- BRIEF
Recast everything from the line containing "# segment the man's nose" down to the line containing "POLYGON ((177 67, 172", both included, as a Markdown table with columns named No. and Text, skipping blank lines and leaving the pictures out.

- DATA PROVIDED
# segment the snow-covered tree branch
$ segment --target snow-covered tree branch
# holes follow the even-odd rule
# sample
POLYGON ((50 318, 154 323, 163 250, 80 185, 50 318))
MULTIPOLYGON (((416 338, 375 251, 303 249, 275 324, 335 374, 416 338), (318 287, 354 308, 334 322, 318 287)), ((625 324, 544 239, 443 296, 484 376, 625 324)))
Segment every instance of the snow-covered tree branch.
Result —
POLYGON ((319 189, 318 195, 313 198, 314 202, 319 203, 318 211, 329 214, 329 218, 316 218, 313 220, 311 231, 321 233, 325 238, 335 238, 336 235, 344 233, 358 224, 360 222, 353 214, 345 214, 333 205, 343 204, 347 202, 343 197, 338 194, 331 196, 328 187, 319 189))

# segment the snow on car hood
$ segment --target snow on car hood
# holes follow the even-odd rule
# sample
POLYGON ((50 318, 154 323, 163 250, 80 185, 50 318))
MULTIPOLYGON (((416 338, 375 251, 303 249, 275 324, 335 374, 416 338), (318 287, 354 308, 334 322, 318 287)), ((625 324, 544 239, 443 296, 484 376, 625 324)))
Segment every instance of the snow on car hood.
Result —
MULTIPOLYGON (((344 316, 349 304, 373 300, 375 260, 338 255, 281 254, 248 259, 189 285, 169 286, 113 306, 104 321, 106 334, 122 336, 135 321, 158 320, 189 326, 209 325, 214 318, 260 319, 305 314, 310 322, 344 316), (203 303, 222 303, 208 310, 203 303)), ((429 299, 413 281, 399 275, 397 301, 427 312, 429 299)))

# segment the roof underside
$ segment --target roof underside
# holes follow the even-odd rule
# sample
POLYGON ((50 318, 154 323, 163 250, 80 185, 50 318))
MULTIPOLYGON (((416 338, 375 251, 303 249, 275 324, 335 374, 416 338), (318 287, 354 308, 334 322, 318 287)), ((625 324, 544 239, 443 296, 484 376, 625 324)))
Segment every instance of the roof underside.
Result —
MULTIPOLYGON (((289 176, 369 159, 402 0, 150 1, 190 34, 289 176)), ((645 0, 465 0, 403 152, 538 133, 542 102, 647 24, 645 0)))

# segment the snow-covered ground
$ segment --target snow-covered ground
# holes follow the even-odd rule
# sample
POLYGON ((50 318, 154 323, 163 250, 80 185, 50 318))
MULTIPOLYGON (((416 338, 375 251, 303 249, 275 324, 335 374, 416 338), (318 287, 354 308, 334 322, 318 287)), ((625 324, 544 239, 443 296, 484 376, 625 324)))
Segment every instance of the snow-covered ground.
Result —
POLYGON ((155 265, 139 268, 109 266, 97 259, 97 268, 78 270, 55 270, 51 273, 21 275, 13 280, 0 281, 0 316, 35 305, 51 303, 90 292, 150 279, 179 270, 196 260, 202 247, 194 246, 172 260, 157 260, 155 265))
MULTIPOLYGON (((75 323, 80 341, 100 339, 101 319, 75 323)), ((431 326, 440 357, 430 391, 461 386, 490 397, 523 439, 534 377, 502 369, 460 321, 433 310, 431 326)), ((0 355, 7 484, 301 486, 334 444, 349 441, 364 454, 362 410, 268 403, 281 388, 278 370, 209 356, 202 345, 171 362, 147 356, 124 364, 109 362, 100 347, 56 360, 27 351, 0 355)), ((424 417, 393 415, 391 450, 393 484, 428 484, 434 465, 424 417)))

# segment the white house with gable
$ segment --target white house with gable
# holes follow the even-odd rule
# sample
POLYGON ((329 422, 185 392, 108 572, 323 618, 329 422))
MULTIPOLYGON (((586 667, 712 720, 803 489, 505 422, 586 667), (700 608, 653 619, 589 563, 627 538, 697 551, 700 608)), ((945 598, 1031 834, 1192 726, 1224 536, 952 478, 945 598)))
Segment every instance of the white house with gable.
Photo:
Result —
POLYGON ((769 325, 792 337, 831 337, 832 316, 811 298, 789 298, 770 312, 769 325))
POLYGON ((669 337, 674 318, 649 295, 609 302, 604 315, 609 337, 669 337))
* * *
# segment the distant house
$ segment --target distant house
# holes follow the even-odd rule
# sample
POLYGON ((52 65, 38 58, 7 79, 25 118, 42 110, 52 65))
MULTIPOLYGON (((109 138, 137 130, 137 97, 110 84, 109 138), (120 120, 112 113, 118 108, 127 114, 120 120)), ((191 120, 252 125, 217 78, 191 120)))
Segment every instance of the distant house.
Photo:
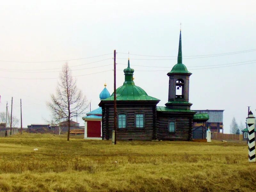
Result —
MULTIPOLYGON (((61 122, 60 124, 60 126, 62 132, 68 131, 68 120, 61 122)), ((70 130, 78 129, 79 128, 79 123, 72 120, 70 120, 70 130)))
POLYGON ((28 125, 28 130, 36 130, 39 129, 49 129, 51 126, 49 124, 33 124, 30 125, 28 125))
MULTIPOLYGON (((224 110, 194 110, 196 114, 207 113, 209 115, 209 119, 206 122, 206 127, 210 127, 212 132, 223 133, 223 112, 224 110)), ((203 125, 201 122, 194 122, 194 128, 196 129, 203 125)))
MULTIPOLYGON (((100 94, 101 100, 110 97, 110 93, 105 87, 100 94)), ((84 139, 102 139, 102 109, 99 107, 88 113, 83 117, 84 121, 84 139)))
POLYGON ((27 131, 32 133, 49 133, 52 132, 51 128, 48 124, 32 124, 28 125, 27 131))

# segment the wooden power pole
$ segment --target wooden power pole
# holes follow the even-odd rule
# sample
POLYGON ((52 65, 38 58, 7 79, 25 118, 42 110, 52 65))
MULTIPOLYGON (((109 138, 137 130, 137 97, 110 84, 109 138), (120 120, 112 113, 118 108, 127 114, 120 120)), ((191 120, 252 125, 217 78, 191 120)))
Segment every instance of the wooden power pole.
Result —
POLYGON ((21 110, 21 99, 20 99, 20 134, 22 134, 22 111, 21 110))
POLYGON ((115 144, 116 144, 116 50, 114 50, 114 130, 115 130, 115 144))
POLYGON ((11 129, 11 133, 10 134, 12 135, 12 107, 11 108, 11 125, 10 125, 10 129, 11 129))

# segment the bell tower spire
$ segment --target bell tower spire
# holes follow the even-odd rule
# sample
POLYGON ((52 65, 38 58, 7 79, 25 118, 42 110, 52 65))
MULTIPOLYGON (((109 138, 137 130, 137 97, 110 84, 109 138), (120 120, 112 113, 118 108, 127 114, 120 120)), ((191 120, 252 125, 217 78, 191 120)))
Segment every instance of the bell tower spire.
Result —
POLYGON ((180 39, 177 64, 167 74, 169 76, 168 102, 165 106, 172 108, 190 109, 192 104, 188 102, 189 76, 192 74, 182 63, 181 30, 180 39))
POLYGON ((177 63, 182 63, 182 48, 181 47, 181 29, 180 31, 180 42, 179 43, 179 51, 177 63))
==
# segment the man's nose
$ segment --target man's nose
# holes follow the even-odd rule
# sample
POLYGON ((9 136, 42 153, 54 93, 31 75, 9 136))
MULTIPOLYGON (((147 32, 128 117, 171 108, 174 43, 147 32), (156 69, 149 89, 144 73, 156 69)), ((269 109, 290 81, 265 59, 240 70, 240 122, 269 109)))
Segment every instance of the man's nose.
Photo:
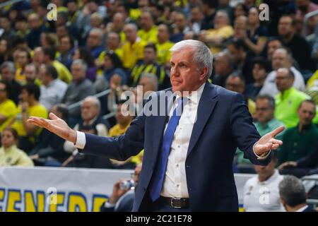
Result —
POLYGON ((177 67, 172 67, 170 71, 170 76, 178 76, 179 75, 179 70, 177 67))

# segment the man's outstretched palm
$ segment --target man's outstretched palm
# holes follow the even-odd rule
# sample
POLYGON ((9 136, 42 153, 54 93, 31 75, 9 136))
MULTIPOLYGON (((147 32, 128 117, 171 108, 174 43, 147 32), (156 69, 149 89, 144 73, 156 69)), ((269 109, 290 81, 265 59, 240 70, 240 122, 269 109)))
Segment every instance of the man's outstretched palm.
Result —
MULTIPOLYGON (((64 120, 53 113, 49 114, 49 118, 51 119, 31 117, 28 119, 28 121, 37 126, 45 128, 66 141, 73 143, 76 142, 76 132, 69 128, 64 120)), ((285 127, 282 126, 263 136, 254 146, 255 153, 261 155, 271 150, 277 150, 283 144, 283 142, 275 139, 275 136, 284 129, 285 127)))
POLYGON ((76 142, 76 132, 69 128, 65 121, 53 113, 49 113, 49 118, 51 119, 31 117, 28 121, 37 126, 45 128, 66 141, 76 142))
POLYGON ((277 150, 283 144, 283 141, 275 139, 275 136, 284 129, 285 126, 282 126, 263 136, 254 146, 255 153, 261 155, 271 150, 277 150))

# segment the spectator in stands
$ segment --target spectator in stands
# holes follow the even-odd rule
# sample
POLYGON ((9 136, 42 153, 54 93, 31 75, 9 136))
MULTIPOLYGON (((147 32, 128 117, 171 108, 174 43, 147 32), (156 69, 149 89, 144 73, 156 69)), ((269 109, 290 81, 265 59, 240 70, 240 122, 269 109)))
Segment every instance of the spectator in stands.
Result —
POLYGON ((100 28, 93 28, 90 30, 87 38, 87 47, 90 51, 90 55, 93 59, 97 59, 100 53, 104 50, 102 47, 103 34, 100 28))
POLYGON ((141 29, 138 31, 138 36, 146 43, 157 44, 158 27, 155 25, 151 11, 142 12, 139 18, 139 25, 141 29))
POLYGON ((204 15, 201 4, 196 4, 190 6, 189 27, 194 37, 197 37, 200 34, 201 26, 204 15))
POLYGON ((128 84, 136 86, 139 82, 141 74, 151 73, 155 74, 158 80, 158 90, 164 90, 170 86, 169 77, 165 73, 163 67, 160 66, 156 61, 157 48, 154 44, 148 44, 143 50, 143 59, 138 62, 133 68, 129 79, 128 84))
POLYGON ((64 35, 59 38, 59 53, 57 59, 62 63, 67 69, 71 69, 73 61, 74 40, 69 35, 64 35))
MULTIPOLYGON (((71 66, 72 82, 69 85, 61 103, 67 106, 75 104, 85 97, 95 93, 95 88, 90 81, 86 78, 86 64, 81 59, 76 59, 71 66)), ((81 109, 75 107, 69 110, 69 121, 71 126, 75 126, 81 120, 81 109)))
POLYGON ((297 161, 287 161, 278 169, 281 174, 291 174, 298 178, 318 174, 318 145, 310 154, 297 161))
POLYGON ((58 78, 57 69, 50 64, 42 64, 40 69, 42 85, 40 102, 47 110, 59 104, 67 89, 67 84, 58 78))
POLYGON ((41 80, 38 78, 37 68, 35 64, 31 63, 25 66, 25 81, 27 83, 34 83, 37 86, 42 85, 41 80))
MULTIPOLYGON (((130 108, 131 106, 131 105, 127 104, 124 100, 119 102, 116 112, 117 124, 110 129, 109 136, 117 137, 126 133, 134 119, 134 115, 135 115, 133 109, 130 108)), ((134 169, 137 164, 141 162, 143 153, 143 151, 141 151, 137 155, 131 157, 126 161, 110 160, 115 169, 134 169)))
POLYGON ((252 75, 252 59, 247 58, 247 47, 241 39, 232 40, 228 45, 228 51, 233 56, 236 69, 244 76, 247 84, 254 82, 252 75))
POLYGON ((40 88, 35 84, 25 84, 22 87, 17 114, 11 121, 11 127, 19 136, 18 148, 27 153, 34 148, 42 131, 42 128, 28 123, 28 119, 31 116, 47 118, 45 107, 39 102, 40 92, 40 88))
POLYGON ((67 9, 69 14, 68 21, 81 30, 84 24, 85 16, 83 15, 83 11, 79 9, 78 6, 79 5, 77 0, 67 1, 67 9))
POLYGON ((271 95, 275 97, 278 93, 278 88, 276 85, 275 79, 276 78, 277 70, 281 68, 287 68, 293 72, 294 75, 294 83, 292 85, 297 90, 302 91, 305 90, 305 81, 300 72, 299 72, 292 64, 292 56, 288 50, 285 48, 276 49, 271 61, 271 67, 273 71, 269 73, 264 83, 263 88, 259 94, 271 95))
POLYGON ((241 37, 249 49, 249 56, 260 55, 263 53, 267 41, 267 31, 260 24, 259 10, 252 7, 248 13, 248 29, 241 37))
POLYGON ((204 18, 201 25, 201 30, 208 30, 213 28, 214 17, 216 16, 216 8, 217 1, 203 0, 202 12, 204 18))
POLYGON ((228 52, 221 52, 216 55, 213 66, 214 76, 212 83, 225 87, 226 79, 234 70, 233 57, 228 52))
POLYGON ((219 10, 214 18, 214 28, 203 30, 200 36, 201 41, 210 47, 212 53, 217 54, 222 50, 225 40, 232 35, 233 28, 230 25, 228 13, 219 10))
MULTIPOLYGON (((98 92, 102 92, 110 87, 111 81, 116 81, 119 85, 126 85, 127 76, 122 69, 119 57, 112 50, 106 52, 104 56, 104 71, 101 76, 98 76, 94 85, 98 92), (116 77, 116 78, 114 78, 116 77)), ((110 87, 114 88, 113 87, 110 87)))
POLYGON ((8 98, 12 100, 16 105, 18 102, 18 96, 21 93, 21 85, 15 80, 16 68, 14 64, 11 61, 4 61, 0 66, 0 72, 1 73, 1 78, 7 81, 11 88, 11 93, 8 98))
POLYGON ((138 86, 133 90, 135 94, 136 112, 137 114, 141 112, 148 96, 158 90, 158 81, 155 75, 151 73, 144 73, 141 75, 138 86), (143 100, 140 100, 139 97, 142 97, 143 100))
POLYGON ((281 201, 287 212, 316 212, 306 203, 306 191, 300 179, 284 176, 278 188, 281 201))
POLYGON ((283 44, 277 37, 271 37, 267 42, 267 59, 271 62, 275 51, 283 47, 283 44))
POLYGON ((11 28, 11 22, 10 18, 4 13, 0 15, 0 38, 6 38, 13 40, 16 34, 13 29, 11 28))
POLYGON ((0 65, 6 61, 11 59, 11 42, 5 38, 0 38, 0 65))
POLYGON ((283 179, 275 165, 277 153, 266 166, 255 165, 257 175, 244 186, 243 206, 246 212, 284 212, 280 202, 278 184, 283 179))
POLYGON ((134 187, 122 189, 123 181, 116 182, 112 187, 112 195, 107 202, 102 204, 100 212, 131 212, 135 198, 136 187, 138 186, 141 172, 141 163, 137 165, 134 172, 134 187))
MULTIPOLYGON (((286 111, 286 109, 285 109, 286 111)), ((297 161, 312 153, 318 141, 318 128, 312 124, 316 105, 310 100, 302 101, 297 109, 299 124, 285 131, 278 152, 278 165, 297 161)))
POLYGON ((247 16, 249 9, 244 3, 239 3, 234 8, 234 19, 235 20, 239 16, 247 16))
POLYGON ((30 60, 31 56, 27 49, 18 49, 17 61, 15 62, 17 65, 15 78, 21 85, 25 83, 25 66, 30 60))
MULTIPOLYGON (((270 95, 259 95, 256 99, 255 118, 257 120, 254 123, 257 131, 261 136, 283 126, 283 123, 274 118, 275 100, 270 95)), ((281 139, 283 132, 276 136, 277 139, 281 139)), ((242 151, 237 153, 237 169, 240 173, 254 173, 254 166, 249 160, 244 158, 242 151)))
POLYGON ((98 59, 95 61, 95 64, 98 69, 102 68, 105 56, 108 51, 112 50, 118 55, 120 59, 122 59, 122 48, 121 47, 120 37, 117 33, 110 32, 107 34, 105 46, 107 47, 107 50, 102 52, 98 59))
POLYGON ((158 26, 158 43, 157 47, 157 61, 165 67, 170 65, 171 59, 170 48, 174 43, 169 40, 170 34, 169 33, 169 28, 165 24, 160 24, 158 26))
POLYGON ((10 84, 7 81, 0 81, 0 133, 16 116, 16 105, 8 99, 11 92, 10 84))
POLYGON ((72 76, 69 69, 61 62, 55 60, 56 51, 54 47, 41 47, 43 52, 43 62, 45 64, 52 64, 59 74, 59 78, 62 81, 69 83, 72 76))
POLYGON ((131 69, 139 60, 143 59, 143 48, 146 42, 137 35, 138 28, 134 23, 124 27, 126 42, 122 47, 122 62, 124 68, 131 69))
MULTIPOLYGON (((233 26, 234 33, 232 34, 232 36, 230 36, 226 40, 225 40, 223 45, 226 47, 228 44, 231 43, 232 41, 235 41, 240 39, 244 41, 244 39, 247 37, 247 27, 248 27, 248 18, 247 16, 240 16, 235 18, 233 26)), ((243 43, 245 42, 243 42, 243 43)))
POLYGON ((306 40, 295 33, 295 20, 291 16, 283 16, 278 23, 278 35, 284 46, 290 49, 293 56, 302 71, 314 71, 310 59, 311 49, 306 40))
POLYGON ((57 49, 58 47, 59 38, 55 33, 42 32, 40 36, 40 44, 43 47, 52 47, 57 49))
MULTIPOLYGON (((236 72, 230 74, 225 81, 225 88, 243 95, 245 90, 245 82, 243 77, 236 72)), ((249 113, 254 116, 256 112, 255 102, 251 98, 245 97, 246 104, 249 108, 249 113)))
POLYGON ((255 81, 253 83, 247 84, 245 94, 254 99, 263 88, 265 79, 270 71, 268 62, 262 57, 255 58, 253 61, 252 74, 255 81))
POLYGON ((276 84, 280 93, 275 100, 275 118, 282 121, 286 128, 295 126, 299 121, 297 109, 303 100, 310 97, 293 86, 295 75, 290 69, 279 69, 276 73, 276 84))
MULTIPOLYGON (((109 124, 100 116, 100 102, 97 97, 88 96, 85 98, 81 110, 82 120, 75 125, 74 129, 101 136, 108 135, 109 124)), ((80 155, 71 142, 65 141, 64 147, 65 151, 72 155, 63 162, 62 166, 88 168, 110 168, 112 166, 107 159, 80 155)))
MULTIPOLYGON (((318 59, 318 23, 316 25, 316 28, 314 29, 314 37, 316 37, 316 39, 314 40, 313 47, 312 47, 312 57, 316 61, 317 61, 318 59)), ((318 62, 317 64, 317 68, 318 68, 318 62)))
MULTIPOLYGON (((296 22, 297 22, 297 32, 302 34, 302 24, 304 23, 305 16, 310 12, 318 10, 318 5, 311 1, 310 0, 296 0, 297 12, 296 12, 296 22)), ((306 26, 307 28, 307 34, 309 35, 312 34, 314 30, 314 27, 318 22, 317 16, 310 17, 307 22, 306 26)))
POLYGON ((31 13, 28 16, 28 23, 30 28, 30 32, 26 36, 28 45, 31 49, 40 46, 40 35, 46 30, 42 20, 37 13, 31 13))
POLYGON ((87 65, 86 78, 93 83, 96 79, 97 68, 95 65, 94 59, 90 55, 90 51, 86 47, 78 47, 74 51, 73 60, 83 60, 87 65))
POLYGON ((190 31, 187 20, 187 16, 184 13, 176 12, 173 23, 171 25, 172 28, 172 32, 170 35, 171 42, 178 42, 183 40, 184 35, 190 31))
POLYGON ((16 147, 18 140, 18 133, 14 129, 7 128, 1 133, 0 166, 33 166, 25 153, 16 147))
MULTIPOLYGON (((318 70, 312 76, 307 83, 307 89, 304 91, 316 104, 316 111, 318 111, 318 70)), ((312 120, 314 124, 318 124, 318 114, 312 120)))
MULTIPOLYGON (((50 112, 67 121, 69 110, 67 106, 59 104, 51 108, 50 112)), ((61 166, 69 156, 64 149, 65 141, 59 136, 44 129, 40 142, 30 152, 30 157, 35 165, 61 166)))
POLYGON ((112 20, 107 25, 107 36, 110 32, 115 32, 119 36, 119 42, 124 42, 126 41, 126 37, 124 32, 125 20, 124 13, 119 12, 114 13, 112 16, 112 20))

- TASK SOLUTION
| No. | Text |
|---|---|
| 1 | # segment the man's nose |
| 2 | $ segment --target man's nose |
| 3 | # holes follow the even-odd rule |
| 4 | # sample |
| 5 | POLYGON ((9 136, 42 153, 54 93, 31 75, 9 136)) |
| 6 | MULTIPOLYGON (((147 32, 128 117, 171 108, 174 43, 147 32), (156 69, 149 89, 144 73, 156 69)), ((269 109, 290 81, 265 59, 240 70, 240 122, 269 109))) |
| 7 | Segment every instance of the man's nose. |
| 8 | Photo: |
| 9 | Result — |
| 10 | POLYGON ((177 67, 172 67, 170 71, 170 76, 178 76, 179 75, 179 70, 177 67)) |